Turn every line of the rows below into a numbered list item, leaving out the blank lines.

#### EXERCISE MATERIALS
— begin —
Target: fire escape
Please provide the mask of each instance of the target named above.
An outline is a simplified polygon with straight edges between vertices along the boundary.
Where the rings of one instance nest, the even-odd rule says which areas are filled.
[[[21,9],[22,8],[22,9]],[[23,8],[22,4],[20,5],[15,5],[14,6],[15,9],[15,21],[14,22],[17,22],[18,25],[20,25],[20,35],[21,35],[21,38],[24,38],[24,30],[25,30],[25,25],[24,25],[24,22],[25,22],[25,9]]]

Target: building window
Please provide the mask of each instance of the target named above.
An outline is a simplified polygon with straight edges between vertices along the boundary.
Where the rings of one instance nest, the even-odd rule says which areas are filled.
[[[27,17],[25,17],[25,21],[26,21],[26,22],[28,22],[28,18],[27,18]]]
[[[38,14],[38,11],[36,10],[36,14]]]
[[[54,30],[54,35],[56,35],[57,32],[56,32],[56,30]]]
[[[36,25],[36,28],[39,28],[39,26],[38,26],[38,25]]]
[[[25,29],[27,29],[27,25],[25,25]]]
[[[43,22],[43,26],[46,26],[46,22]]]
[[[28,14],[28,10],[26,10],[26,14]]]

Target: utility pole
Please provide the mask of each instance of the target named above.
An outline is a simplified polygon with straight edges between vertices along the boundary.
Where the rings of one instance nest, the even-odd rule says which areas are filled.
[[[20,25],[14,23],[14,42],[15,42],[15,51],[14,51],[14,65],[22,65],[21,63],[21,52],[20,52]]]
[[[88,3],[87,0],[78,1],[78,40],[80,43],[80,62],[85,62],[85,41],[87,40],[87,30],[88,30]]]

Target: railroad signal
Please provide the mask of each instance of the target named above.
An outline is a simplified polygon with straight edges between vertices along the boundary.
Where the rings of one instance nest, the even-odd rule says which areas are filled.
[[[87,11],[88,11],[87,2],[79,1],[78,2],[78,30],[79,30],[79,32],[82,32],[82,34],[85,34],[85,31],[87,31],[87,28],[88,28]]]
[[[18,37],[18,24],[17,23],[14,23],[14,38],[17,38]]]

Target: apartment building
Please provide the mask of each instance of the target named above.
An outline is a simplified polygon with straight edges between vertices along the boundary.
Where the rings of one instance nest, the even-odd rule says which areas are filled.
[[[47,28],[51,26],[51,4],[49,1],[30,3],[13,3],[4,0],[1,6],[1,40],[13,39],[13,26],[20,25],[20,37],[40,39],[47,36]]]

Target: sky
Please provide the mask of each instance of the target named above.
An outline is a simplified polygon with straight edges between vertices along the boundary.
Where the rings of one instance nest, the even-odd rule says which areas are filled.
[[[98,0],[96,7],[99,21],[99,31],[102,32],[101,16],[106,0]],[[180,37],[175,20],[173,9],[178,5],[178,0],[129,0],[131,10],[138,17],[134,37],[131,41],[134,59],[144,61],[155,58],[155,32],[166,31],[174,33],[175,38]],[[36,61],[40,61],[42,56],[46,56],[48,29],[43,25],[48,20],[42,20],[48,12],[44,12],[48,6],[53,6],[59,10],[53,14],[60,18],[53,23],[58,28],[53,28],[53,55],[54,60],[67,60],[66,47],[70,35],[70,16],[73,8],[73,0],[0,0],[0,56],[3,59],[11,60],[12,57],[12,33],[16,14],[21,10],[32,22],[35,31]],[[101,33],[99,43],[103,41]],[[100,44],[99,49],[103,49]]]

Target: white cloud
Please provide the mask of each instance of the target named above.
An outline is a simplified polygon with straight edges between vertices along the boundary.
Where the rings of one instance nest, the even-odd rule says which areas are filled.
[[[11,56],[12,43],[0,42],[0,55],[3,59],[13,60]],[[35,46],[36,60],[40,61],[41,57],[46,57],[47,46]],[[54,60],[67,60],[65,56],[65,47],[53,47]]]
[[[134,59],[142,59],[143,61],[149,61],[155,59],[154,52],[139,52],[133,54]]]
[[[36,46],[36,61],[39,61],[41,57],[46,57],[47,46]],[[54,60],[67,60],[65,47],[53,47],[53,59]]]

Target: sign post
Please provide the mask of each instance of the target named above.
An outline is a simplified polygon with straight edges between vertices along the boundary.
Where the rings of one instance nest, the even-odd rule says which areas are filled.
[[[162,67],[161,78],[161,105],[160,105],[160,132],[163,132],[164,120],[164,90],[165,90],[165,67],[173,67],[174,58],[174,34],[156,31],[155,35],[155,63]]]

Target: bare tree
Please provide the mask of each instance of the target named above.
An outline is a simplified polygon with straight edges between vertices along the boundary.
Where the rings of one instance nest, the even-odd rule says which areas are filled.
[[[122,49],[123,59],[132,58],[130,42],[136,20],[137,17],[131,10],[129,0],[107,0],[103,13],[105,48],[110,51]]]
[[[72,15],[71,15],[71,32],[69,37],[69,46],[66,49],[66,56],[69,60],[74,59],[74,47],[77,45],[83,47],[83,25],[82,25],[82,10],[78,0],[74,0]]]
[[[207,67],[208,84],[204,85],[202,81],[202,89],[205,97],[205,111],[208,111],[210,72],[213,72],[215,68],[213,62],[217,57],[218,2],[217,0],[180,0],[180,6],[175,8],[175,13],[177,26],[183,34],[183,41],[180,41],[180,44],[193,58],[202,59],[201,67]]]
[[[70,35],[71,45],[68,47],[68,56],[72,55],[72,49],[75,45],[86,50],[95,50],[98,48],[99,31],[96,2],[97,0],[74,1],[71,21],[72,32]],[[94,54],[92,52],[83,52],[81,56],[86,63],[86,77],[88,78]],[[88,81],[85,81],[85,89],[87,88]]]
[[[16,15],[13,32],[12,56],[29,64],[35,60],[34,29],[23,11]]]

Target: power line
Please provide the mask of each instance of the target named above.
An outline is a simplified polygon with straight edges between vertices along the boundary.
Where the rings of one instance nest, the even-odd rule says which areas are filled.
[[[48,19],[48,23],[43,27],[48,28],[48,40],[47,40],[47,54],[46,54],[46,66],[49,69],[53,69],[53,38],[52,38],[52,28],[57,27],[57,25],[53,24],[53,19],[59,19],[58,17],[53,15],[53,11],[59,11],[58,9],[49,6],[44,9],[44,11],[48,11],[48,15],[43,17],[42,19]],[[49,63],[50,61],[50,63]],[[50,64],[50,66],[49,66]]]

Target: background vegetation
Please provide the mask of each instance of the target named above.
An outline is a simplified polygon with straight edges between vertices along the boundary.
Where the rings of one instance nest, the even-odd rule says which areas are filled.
— end —
#### TASK SOLUTION
1. Target: fire escape
2. Please provide the mask of each instance of the target named above.
3. An outline is a simplified polygon with straight edges between vertices along the boundary.
4. Where the rings of one instance nest, the even-odd rule says which areas are filled.
5. [[[21,9],[22,8],[22,9]],[[23,8],[22,4],[20,5],[15,5],[14,6],[15,9],[15,21],[14,22],[17,22],[18,25],[20,25],[20,35],[21,35],[21,38],[24,38],[24,30],[25,30],[25,25],[24,25],[24,22],[25,22],[25,9]]]
6. Target: building window
7. Please provide the mask of each instance of the target named above.
8. An outline is a simplified polygon with straight edges between vertices along the boundary.
9. Where the rings of one instance nest, the even-odd rule says which areas are filled.
10. [[[27,17],[25,17],[25,21],[26,21],[26,22],[28,22],[28,18],[27,18]]]
11. [[[38,14],[38,11],[36,10],[36,14]]]
12. [[[54,30],[54,35],[56,35],[57,32],[56,32],[56,30]]]
13. [[[36,25],[36,28],[39,28],[39,26],[38,26],[38,25]]]
14. [[[25,29],[27,29],[27,25],[25,25]]]
15. [[[43,22],[43,26],[46,26],[46,22]]]
16. [[[28,14],[28,10],[26,10],[26,14]]]
17. Target: utility pole
18. Please provide the mask of each instance of the target named above.
19. An outline is a simplified polygon with straight edges between vertices along the boundary.
20. Where the rings of one instance nest, the even-odd rule says which areas are filled.
21. [[[20,25],[14,23],[14,42],[15,42],[15,51],[14,51],[14,65],[22,65],[21,63],[21,52],[20,52]]]
22. [[[88,3],[87,0],[78,1],[78,40],[80,43],[80,62],[85,62],[85,41],[87,40],[87,30],[88,30]]]
23. Target: railroad signal
24. Please provide the mask of each instance of the target named above.
25. An outline is a simplified polygon with straight edges between vertices along the boundary.
26. Where the rings of one instance nest, the even-odd rule says which areas are filled.
27. [[[87,11],[88,11],[87,2],[79,1],[78,2],[78,30],[79,30],[79,32],[82,32],[82,34],[85,34],[85,31],[87,31],[87,28],[88,28]]]
28. [[[18,37],[18,24],[17,23],[14,23],[14,38],[17,38]]]
29. Target: apartment building
30. Please provide the mask of each instance of the target named above.
31. An outline is a simplified polygon with straight edges between vertices along the boundary.
32. Where the rings of one instance nest, the even-odd rule says which areas are filled.
33. [[[47,28],[51,26],[51,4],[49,1],[30,3],[13,3],[4,0],[1,6],[1,40],[13,39],[13,26],[20,25],[20,37],[40,39],[47,36]]]
34. Target: sky
35. Please provide the mask of each instance of the target named above.
36. An outline is a simplified polygon with straight edges between vertices along the boundary.
37. Where the rings of one instance nest, the even-odd rule says which areas are filled.
38. [[[98,0],[96,7],[99,21],[99,31],[102,32],[101,16],[106,0]],[[180,37],[175,20],[173,9],[178,5],[178,0],[129,0],[131,10],[138,17],[134,37],[131,41],[134,59],[144,61],[155,58],[155,32],[166,31],[174,33],[175,38]],[[36,61],[40,61],[42,56],[46,56],[48,29],[43,25],[48,20],[42,20],[48,12],[44,12],[48,6],[53,6],[59,10],[53,14],[60,18],[53,23],[58,28],[53,28],[53,55],[54,60],[67,60],[66,47],[70,35],[70,16],[73,8],[73,0],[0,0],[0,56],[3,59],[11,60],[12,57],[12,33],[16,14],[21,10],[32,22],[35,31]],[[101,33],[99,43],[103,41]],[[100,44],[99,49],[103,49]]]
39. Target: white cloud
40. Please provide the mask of each instance of the target named above.
41. An outline is a simplified polygon with straight edges between vertices along the boundary.
42. Where the rings of one instance nest, the even-odd rule says which areas are filled.
43. [[[11,56],[12,43],[0,42],[0,55],[3,59],[13,60]],[[35,46],[36,60],[40,61],[41,57],[46,57],[47,46]],[[54,60],[67,60],[65,56],[65,47],[53,47]]]
44. [[[134,59],[142,59],[143,61],[149,61],[155,59],[154,52],[139,52],[133,54]]]
45. [[[36,46],[36,61],[39,61],[41,57],[46,57],[47,46]],[[54,60],[67,60],[65,47],[53,47],[53,59]]]
46. Target: sign post
47. Please provide the mask of each instance of the target named above.
48. An outline is a simplified polygon with straight edges between vertices along the boundary.
49. Where the rings of one instance nest, the even-odd rule says which areas are filled.
50. [[[162,67],[161,78],[161,105],[160,105],[160,132],[163,132],[164,120],[164,90],[165,90],[165,67],[173,67],[174,58],[174,34],[156,31],[155,35],[155,63]]]
51. Target: bare tree
52. Please provide the mask of each instance of the target named above.
53. An outline is a simplified polygon with straight edges between vertices along the boundary.
54. Where the rings of one instance nest, the even-odd rule says which areas are filled.
55. [[[122,49],[123,59],[132,58],[130,42],[136,20],[137,17],[131,10],[129,0],[107,0],[103,13],[105,48],[110,51]]]
56. [[[72,15],[71,15],[71,32],[69,37],[69,46],[66,49],[66,56],[69,60],[74,59],[74,47],[77,45],[83,47],[83,25],[82,25],[82,10],[78,0],[74,0]]]
57. [[[207,67],[208,84],[204,85],[202,81],[202,89],[205,97],[205,111],[208,111],[210,72],[213,72],[215,68],[213,62],[217,57],[218,2],[217,0],[180,0],[180,6],[175,8],[175,13],[177,26],[183,34],[183,41],[180,41],[180,44],[193,58],[202,59],[201,67]]]
58. [[[70,35],[71,45],[68,47],[68,56],[72,55],[72,49],[75,45],[86,50],[95,50],[98,48],[99,31],[96,2],[97,0],[74,1],[71,21],[72,32]],[[94,54],[92,52],[83,52],[81,56],[86,63],[86,77],[88,78]],[[88,81],[85,81],[85,89],[87,88]]]
59. [[[16,15],[13,32],[12,56],[29,64],[35,60],[34,29],[23,11]]]
60. Target: power line
61. Please provide the mask of each instance of the target named above.
62. An outline is a simplified polygon with straight edges between vertices along the boundary.
63. Where the rings of one instance nest, the even-odd rule says which areas are filled.
64. [[[48,19],[48,23],[43,27],[48,28],[48,40],[47,40],[47,54],[46,54],[46,66],[49,69],[53,69],[53,38],[52,38],[52,28],[57,27],[57,25],[53,24],[53,19],[59,19],[58,17],[53,15],[53,11],[59,11],[58,9],[49,6],[44,9],[44,11],[48,11],[48,15],[43,17],[42,19]],[[49,63],[50,61],[50,63]],[[50,64],[50,66],[49,66]]]
65. Target: background vegetation
66. Please provide the mask of each instance of the target named above.
67. An outline is a simplified polygon with straight edges between vertices along the boundary.
68. Where the rings of one instance nest, the even-odd rule says which areas are filled.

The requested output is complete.